• [What you need to do]:
**a)** In the article on UK coronavirus testing capacity, where is the government's tracing app to be trialled this week?
**b)** Reproduce the article on UK coronavirus testing capacity from "The transport secretary also" up to and including "life will begin.".

• [Selected text]:
○ ○ ○ ○

A greater testing capacity in the UK before the coronavirus outbreak took hold would have reduced the number of deaths in the country, a senior government official admitted.
The nation’s testing capacity has been under the spotlight after health secretary Matt Hancock pledged to raise the daily number of tests conducted to 100,000 by the end of last week – a target he ultimately reached.
Now Grant Shapps, the transport secretary, has accepted the nation’s death toll of 28,446 would have been lower if sufficient testing capacity had already been in place in the country.
Asked on BBC One’s The Andrew Marr Show whether fewer people would have died, he said: “Yes. If we had had 100,000 test capacity before this thing started and the knowledge that we now have retrospectively, I’m sure many things could be different.
“The fact of the matter is this is not a country that had – although we’re very big in pharmaceuticals as a country – we’re not a country that had very large test capacity.”
The British government was repeatedly taken to task by critics for its testing capacity in comparison to several other nations, including South Korea, Germany and Iceland.
The transport secretary also confirmed the UK government’s tracing app – which will be able to tell users when they have been in close proximity to an infected or at risk person, will be trialled on the Isle of Wight this week.
Mr Shapps noted the NHSX app would require 50 to 60 per cent of the population to use it for it to be effective.
It comes as the Prime Minister is expected to lay out the road map for coming out of lockdown next week, however it is unclear when the process of returning to daily life will begin.
Mr Shapps meanwhile cautioned that life would not suddenly return to normal.
“I don’t think we should expect us to go from this situation that we have at the moment of social distancing back to where we were in February,” he told Sky News’ Sophy Ridge. “That’s clearly not going to happen and I don’t think anyone imagines that for one moment.
“The most important thing is that the absolute focus of what the prime minister will be announcing later in the week is that what we do do going forward doesn’t undo the brilliant work people have been doing to get that R number below 1 – the all-critical reproduction rate doesn’t come back up because that’s when we’d see a second spike.

○ ○ ○ ○

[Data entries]
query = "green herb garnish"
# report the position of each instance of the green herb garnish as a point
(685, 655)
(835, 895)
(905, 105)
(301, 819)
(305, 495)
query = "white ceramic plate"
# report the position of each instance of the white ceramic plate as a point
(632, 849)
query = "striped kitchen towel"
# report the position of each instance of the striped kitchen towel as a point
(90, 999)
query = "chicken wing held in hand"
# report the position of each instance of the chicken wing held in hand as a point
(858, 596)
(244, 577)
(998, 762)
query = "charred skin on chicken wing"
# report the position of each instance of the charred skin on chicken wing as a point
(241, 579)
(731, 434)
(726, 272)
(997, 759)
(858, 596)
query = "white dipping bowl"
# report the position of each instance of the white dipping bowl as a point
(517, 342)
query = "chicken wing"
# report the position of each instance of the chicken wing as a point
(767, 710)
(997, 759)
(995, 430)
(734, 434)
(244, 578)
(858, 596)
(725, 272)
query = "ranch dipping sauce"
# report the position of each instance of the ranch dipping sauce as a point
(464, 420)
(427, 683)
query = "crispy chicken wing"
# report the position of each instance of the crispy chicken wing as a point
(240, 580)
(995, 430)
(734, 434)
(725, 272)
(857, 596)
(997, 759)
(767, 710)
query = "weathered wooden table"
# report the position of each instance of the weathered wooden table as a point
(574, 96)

○ ○ ○ ○

• [Task-by-task results]:
**a)** On the Isle of Wight.

**b)**
The transport secretary also confirmed the UK government’s tracing app – which will be able to tell users when they have been in close proximity to an infected or at risk person, will be trialled on the Isle of Wight this week.
Mr Shapps noted the NHSX app would require 50 to 60 per cent of the population to use it for it to be effective.
It comes as the Prime Minister is expected to lay out the road map for coming out of lockdown next week, however it is unclear when the process of returning to daily life will begin.